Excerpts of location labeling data
··········

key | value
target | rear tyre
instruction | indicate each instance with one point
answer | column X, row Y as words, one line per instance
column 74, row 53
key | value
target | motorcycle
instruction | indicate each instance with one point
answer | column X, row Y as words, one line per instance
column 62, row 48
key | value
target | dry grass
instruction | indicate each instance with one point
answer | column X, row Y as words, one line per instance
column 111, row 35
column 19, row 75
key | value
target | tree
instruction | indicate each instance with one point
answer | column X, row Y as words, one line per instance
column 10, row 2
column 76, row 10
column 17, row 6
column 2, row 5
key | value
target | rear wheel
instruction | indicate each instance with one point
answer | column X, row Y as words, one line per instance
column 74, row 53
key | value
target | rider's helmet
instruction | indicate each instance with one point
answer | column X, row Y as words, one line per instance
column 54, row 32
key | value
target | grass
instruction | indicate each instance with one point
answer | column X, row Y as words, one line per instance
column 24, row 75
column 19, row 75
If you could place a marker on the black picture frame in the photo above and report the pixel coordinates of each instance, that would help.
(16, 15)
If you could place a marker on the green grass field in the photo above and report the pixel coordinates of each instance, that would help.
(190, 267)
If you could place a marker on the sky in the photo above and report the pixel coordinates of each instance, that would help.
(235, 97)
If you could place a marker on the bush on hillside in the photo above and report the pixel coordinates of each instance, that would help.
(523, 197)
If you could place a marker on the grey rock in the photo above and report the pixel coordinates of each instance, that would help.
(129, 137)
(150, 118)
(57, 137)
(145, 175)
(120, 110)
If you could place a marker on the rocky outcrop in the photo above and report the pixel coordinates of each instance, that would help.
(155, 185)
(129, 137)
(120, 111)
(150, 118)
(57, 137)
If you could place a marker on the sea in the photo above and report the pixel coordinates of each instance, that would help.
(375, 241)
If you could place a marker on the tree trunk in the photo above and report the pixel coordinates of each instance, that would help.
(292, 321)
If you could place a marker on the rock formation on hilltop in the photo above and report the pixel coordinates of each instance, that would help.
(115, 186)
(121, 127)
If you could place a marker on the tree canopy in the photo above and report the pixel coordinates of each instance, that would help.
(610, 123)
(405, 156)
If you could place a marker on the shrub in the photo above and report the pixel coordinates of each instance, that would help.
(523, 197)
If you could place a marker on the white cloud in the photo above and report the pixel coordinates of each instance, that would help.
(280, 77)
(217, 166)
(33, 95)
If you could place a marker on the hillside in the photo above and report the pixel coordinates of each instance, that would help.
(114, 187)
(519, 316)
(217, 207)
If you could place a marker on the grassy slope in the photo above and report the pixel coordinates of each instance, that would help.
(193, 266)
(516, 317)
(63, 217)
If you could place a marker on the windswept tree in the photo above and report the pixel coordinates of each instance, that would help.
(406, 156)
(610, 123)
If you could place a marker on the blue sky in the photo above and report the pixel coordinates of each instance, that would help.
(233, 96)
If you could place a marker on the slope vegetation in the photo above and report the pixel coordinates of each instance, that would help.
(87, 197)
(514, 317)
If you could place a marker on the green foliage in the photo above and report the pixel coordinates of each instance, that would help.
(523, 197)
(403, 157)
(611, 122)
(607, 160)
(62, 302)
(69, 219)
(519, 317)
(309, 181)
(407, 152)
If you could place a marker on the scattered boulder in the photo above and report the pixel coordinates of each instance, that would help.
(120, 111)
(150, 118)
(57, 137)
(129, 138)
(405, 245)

··········

Rewrite the lines from the one containing "If you could place a marker on the slope" through the end of the records, inclusive, replacing "marker" with "pin" and leaving everything else unchanged.

If you could place a pin on the slope vegetation in the photo above and report the pixel coordinates of each instance, that would help.
(87, 197)
(514, 317)
If you could place a pin on the green foliage in the photo above and report the pixel coordinates of each instance, that would help.
(523, 197)
(403, 157)
(611, 122)
(607, 160)
(62, 302)
(69, 219)
(519, 317)
(309, 181)
(407, 152)
If you could place a pin on the scattered boulder in the photo above and report the pixel coordinates of each instance, that would help.
(120, 111)
(150, 118)
(57, 137)
(129, 138)
(405, 245)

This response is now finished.